TEXT BLOCK:
########

Epigenetic drift underlies epigenetic clock signals, but responds uniquely to various factors

A new research paper titled "Epigenetic drift underlies epigenetic clock signals, but displays distinct responses to lifespan interventions, development, and cellular dedifferentiation" has been published in Aging.

Changes in DNA methylation with age are observed across the tree of life. The stereotypical nature of these changes can be modeled to produce epigenetic clocks capable of predicting chronological age with unprecedented accuracy. Despite the predictive ability of epigenetic clocks and their utility as biomarkers in clinical applications, the underlying processes that produce clock signals are not fully resolved, which limits their interpretability.

In this new study, researchers Emily M. Bertucci-Richter, Ethan P. Shealy, and Benjamin B. Parrott from the University of Georgia developed a computational approach to spatially resolve the within read variability or "disorder" in DNA methylation patterns and test whether age-associated changes in DNA methylation disorder underlie signals comprising epigenetic clocks.

########

TASKS TO CARRY OUT:
**1.** Translate this sentence from the article on epigenetic drift into Spanish: "Changes in DNA methylation with age are observed across the tree of life."
**2.** According to the article on epigenetic drift, in which journal was the new research paper published?
**3.** List every researcher the article on epigenetic drift names as an author of the new study.
Rely only on the article about epigenetic drift.

########

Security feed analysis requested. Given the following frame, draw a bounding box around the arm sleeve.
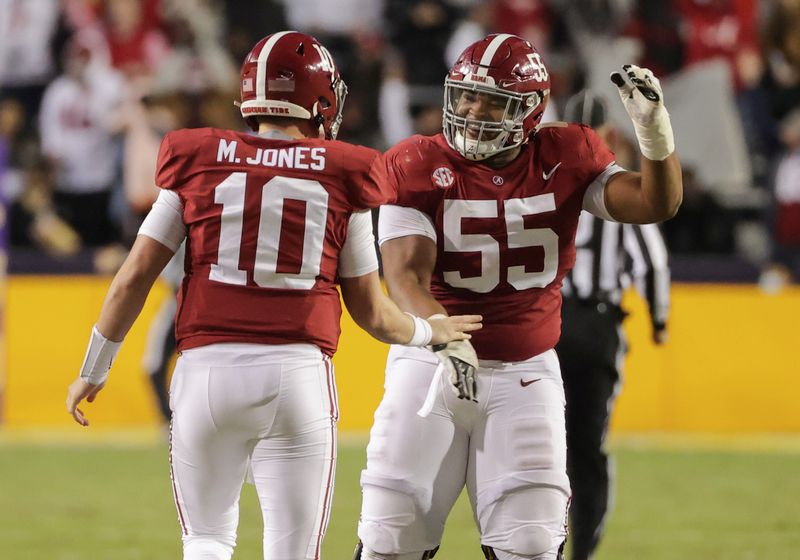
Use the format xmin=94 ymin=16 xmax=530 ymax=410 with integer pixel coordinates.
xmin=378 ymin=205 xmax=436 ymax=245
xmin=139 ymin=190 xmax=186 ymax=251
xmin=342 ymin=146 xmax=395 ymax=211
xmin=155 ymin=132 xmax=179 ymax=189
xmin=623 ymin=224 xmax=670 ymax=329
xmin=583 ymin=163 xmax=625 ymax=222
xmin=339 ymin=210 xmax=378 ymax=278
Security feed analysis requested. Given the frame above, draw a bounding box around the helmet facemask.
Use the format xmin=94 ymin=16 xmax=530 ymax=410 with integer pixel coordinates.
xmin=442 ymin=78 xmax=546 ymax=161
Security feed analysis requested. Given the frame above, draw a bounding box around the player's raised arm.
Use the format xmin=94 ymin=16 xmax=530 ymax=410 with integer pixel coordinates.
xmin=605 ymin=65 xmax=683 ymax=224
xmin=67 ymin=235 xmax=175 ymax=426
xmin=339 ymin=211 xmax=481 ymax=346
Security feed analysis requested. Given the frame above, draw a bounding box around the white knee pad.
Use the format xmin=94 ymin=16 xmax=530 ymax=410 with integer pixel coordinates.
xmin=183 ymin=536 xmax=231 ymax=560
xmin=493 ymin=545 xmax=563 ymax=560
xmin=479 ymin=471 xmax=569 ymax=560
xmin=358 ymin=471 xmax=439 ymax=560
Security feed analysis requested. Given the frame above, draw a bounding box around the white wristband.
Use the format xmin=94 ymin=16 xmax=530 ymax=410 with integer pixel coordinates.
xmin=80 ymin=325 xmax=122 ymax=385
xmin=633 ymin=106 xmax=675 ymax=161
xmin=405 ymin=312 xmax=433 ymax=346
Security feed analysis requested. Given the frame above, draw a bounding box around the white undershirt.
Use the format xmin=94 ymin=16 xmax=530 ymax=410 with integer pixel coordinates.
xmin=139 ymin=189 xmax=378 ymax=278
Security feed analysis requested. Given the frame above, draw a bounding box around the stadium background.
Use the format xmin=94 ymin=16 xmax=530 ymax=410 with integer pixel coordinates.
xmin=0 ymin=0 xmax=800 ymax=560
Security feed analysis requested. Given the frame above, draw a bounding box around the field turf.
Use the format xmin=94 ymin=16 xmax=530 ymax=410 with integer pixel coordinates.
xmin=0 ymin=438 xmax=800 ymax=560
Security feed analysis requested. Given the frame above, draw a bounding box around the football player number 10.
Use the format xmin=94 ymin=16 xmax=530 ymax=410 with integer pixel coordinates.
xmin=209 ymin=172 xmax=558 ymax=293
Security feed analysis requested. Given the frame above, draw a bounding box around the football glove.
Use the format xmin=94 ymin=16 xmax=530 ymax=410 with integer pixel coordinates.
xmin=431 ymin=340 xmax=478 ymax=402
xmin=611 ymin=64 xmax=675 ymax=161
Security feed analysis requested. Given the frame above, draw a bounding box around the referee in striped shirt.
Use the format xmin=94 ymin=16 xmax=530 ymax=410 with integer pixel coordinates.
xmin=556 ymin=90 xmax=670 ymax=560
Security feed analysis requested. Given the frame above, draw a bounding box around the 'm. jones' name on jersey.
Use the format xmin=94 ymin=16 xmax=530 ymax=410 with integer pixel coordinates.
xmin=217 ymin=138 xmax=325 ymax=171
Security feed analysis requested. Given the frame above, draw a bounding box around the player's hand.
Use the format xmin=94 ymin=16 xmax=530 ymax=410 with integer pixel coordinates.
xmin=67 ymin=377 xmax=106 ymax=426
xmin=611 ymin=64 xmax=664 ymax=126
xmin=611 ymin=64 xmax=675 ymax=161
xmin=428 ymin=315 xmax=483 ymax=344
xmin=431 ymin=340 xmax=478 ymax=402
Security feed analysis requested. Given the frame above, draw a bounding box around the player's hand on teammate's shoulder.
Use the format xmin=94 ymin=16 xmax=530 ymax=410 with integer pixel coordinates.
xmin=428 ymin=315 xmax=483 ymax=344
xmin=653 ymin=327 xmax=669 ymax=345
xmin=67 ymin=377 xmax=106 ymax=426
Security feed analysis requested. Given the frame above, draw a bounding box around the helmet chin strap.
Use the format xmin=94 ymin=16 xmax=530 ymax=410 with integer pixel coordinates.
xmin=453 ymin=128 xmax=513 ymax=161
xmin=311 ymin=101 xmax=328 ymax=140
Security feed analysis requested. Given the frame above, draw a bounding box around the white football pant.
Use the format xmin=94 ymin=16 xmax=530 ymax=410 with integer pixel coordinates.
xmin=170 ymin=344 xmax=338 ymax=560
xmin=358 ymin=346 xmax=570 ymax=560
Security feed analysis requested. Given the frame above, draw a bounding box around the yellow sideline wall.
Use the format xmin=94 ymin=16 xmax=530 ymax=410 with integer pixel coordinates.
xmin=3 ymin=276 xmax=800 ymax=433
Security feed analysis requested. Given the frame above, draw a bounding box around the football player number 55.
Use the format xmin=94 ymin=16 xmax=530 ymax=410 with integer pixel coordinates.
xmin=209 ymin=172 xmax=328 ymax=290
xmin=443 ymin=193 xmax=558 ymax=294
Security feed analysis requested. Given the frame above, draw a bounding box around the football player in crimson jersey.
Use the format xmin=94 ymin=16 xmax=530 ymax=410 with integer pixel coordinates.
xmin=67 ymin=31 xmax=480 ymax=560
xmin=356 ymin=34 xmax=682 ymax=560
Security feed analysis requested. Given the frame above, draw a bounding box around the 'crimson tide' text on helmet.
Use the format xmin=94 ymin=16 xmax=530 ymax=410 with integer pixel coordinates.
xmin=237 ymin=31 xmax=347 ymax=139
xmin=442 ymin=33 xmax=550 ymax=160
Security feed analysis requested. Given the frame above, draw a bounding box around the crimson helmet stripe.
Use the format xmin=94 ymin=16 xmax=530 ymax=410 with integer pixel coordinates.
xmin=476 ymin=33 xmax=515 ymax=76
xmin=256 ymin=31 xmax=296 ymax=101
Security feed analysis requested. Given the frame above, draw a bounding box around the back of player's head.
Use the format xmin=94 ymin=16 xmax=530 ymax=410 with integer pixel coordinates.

########

WRITTEN RESPONSES:
**1.** Los cambios en la metilación del ADN con la edad se observan en todo el árbol de la vida.

**2.** It was published in Aging.

**3.** Emily M. Bertucci-Richter, Ethan P. Shealy, Benjamin B. Parrott